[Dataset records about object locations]
########

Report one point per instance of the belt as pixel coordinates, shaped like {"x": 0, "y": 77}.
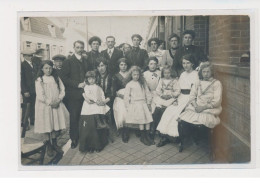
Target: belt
{"x": 185, "y": 91}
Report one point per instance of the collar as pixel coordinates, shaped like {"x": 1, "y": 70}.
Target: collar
{"x": 136, "y": 48}
{"x": 187, "y": 47}
{"x": 112, "y": 50}
{"x": 173, "y": 48}
{"x": 95, "y": 52}
{"x": 29, "y": 62}
{"x": 78, "y": 56}
{"x": 56, "y": 68}
{"x": 37, "y": 55}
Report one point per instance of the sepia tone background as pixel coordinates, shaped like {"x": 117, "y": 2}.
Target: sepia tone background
{"x": 223, "y": 38}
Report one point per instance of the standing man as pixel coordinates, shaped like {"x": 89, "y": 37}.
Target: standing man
{"x": 188, "y": 48}
{"x": 153, "y": 43}
{"x": 169, "y": 55}
{"x": 72, "y": 75}
{"x": 112, "y": 55}
{"x": 37, "y": 57}
{"x": 58, "y": 61}
{"x": 28, "y": 76}
{"x": 137, "y": 56}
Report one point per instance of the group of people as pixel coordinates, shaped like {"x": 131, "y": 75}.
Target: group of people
{"x": 128, "y": 89}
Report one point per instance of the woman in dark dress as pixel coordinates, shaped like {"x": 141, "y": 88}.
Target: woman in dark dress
{"x": 119, "y": 82}
{"x": 92, "y": 56}
{"x": 137, "y": 56}
{"x": 93, "y": 126}
{"x": 188, "y": 48}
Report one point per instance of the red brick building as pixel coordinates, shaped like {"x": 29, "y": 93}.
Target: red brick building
{"x": 224, "y": 39}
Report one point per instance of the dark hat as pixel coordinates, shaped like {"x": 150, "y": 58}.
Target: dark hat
{"x": 59, "y": 56}
{"x": 28, "y": 52}
{"x": 155, "y": 40}
{"x": 94, "y": 38}
{"x": 39, "y": 51}
{"x": 138, "y": 36}
{"x": 191, "y": 32}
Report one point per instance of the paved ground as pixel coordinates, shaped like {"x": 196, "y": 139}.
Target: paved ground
{"x": 135, "y": 153}
{"x": 31, "y": 138}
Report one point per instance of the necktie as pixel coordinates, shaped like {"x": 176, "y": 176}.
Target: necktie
{"x": 110, "y": 53}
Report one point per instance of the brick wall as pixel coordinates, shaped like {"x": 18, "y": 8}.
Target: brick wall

########

Objective » Edit the material above by replacing "pixel coordinates" with "image coordinates" everywhere it appears, leaving all other text unchanged and omitting the pictures.

Finished answer »
Report one point per instance of the belt as image coordinates, shaped like {"x": 0, "y": 77}.
Target: belt
{"x": 185, "y": 91}
Report one point per instance of the collar as image coordinates, shaped like {"x": 1, "y": 70}.
Target: collar
{"x": 136, "y": 48}
{"x": 187, "y": 47}
{"x": 112, "y": 50}
{"x": 173, "y": 48}
{"x": 95, "y": 52}
{"x": 29, "y": 62}
{"x": 78, "y": 56}
{"x": 56, "y": 68}
{"x": 37, "y": 55}
Report one point per instance of the sepia tone background as image coordinates, shaped like {"x": 117, "y": 2}.
Target: sepia tone background
{"x": 223, "y": 38}
Report one point per instance of the standing man as image coordinates, shaped like {"x": 89, "y": 37}.
Target: standing man
{"x": 188, "y": 48}
{"x": 153, "y": 43}
{"x": 169, "y": 55}
{"x": 72, "y": 75}
{"x": 112, "y": 55}
{"x": 37, "y": 57}
{"x": 58, "y": 61}
{"x": 28, "y": 76}
{"x": 137, "y": 56}
Report one point per instance of the group of people as image coordinates, shaped like {"x": 131, "y": 75}.
Target: group of people
{"x": 128, "y": 89}
Report one point per instance of the woman in dark dress as image coordinates, shaped like {"x": 141, "y": 88}.
Target: woman in dark dress
{"x": 119, "y": 82}
{"x": 92, "y": 56}
{"x": 137, "y": 56}
{"x": 93, "y": 126}
{"x": 188, "y": 48}
Report one point per instance of the red brick building as image coordinates, shaped like {"x": 29, "y": 93}.
Target: red brick building
{"x": 224, "y": 39}
Report one point per instance of the dark hat as image coordinates, shaped like {"x": 150, "y": 58}.
Target: dark hat
{"x": 59, "y": 56}
{"x": 28, "y": 52}
{"x": 155, "y": 40}
{"x": 94, "y": 38}
{"x": 39, "y": 51}
{"x": 138, "y": 36}
{"x": 191, "y": 32}
Report one point per instance of the paved ground as image coordinates, shaped like {"x": 196, "y": 139}.
Target: paved ground
{"x": 135, "y": 153}
{"x": 31, "y": 138}
Report one point per instance of the necktie as image coordinates, shaped like {"x": 176, "y": 176}.
Target: necktie
{"x": 110, "y": 53}
Report one point per instance of the brick wall as image coordinates, shaped like {"x": 18, "y": 8}.
Target: brick wall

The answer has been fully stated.